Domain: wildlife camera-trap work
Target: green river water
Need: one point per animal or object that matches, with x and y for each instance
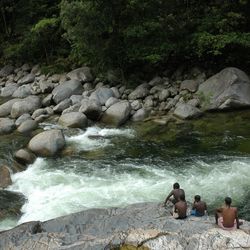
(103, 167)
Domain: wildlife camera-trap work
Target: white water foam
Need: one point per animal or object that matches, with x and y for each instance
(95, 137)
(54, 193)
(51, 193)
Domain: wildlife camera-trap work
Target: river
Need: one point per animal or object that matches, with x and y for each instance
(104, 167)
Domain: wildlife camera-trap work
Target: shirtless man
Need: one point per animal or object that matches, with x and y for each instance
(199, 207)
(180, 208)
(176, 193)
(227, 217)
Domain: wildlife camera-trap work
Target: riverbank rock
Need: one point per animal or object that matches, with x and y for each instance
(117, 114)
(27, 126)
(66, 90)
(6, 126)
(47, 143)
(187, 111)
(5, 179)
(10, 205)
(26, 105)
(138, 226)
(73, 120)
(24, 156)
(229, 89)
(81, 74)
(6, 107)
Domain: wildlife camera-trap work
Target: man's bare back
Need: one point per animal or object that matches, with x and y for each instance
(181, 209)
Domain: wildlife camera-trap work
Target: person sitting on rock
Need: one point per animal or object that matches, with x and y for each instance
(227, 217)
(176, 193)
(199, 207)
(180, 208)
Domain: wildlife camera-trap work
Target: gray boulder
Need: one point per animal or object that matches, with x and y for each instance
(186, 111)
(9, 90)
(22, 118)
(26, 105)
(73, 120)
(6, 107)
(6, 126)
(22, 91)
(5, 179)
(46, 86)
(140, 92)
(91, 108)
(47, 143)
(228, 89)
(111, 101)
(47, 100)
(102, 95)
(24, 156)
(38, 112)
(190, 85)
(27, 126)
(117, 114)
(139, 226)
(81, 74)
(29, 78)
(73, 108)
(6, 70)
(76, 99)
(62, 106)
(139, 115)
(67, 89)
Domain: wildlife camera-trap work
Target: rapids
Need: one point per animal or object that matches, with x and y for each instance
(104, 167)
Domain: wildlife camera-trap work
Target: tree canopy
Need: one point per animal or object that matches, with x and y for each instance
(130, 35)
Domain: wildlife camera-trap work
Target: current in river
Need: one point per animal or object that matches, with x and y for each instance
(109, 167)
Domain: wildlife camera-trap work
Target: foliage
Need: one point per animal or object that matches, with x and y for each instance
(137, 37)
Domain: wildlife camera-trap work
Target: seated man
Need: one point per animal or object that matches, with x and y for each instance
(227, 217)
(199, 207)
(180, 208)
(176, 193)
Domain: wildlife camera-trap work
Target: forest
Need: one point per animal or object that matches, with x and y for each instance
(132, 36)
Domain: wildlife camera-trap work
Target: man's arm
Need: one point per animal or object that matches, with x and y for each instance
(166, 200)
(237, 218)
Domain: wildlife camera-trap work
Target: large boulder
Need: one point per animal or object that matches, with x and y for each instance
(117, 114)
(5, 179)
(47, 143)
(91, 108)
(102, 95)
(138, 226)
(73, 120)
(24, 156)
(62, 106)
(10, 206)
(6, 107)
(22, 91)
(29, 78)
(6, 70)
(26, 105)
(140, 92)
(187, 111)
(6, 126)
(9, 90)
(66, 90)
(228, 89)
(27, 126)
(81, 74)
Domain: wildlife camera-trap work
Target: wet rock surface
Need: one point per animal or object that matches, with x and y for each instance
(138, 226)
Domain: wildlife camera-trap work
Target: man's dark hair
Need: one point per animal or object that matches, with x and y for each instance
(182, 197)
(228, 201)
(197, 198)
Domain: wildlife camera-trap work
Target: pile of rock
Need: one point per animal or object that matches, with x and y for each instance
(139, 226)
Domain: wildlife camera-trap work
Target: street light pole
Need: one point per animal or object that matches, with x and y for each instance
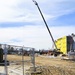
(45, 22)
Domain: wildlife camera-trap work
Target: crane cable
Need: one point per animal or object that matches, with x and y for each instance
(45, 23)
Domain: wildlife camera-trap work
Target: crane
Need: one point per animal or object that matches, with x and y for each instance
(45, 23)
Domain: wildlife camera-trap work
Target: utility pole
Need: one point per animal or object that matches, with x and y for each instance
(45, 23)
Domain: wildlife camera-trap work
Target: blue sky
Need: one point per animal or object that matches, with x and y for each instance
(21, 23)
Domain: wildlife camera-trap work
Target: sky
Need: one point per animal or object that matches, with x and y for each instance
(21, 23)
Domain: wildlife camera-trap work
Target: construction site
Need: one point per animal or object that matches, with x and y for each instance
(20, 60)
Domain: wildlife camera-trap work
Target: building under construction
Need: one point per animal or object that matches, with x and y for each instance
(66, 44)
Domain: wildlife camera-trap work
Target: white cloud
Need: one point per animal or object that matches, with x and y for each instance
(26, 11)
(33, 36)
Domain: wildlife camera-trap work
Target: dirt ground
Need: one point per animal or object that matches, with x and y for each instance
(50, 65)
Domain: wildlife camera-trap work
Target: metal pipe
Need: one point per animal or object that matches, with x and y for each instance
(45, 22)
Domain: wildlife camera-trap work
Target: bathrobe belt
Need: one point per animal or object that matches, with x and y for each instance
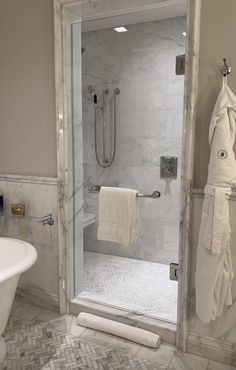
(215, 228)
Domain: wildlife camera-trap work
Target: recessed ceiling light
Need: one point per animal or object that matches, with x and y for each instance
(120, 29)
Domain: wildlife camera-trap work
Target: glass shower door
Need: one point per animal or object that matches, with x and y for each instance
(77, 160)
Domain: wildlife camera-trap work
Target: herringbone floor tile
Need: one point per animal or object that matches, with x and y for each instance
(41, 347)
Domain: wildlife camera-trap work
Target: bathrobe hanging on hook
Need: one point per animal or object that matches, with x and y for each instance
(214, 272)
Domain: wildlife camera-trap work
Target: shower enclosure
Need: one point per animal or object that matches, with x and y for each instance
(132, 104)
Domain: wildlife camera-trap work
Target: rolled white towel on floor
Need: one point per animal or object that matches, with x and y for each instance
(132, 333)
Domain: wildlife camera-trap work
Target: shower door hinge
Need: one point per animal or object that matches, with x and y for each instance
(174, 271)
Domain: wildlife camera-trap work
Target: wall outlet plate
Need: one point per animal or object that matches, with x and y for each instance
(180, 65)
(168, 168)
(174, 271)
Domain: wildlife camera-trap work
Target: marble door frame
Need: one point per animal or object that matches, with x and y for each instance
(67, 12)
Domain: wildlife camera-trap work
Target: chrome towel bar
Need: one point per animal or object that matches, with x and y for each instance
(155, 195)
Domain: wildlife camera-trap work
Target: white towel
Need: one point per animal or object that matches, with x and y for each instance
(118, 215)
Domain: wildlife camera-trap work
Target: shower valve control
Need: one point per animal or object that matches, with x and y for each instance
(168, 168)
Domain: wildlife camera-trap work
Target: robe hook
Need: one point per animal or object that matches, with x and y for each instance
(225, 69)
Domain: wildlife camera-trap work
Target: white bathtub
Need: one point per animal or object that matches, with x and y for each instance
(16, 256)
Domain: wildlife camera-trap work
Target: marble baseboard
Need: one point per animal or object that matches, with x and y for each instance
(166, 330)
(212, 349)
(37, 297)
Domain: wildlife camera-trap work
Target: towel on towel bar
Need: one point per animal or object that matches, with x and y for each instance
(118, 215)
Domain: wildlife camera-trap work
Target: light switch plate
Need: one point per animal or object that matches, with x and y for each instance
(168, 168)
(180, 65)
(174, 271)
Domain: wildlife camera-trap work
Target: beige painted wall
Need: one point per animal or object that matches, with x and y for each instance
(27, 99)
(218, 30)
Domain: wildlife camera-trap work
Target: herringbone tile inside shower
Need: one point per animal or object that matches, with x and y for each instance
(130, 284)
--
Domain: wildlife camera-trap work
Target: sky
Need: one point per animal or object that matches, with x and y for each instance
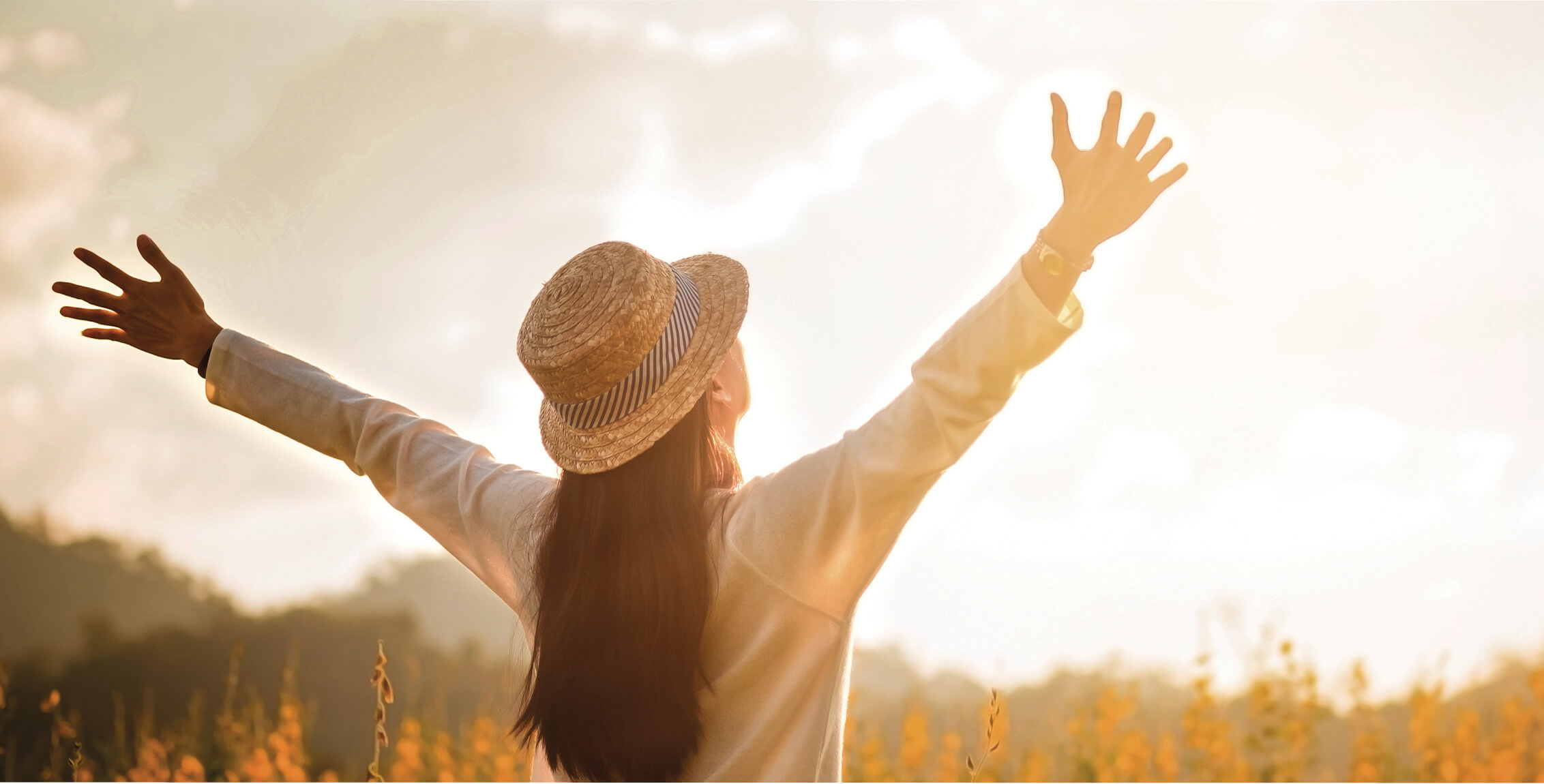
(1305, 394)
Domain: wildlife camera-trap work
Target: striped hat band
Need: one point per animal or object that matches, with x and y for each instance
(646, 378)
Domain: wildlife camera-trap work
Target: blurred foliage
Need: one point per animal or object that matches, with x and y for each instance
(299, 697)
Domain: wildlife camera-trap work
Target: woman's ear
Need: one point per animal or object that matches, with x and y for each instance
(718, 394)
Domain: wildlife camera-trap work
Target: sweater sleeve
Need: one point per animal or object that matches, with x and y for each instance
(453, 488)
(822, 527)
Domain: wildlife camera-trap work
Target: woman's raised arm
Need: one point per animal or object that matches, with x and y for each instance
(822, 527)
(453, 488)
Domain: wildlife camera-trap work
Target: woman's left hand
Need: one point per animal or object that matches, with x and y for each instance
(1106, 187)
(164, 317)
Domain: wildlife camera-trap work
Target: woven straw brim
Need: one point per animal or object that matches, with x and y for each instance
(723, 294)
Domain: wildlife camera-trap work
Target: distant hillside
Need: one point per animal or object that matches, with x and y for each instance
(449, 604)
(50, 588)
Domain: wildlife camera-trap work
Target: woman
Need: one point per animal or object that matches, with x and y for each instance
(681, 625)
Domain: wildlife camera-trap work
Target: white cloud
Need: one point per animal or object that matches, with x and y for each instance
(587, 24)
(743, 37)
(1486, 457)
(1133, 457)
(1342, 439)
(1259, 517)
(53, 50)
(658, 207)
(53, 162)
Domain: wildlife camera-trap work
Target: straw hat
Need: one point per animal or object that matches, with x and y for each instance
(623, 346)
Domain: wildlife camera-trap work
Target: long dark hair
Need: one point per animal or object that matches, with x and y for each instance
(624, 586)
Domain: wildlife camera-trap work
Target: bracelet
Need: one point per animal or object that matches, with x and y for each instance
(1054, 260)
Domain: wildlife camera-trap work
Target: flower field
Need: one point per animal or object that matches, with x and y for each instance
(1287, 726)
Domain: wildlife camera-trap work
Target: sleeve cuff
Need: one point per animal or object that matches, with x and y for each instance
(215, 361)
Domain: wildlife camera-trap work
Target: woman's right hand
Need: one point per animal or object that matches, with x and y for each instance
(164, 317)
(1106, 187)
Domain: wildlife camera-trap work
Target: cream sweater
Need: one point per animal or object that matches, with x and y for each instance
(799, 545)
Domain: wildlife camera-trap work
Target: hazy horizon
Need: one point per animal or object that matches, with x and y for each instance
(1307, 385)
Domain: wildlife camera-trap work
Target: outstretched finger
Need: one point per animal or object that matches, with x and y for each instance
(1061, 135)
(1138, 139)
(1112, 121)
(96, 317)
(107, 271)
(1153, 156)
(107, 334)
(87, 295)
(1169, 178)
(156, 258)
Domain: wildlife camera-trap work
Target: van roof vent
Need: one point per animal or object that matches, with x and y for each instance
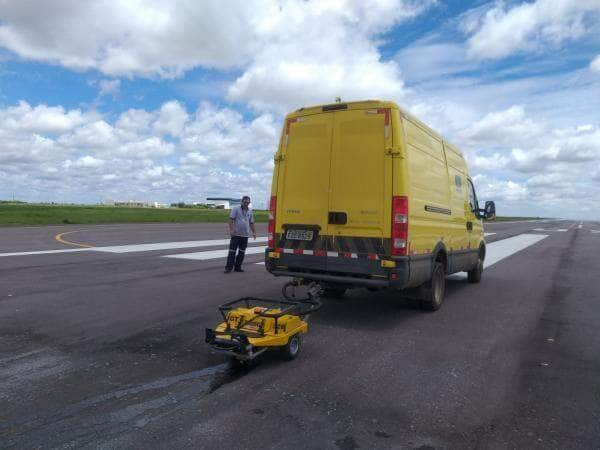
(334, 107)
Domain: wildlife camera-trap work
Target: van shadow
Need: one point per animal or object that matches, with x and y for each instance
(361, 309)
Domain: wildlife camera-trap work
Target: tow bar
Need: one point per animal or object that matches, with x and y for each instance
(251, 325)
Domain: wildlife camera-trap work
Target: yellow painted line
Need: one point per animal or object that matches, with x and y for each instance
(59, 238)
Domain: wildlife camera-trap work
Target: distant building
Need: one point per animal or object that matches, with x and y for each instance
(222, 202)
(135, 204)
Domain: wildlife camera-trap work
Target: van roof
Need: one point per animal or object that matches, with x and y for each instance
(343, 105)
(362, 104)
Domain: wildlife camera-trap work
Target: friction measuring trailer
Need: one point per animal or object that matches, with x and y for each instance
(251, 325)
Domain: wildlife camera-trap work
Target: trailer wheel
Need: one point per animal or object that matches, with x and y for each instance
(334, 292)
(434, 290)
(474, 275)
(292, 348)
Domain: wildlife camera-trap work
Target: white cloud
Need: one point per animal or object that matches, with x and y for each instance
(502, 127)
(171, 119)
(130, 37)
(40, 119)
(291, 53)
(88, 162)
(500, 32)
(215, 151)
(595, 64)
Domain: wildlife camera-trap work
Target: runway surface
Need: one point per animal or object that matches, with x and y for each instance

**TÂCHE**:
Repérez dans les enregistrements ci-dessus chaque ligne qui contient le mot « painted », puis recopiez toutes ces lignes.

**RÉPONSE ATTENDUE**:
Target: beige painted wall
Target: yellow painted line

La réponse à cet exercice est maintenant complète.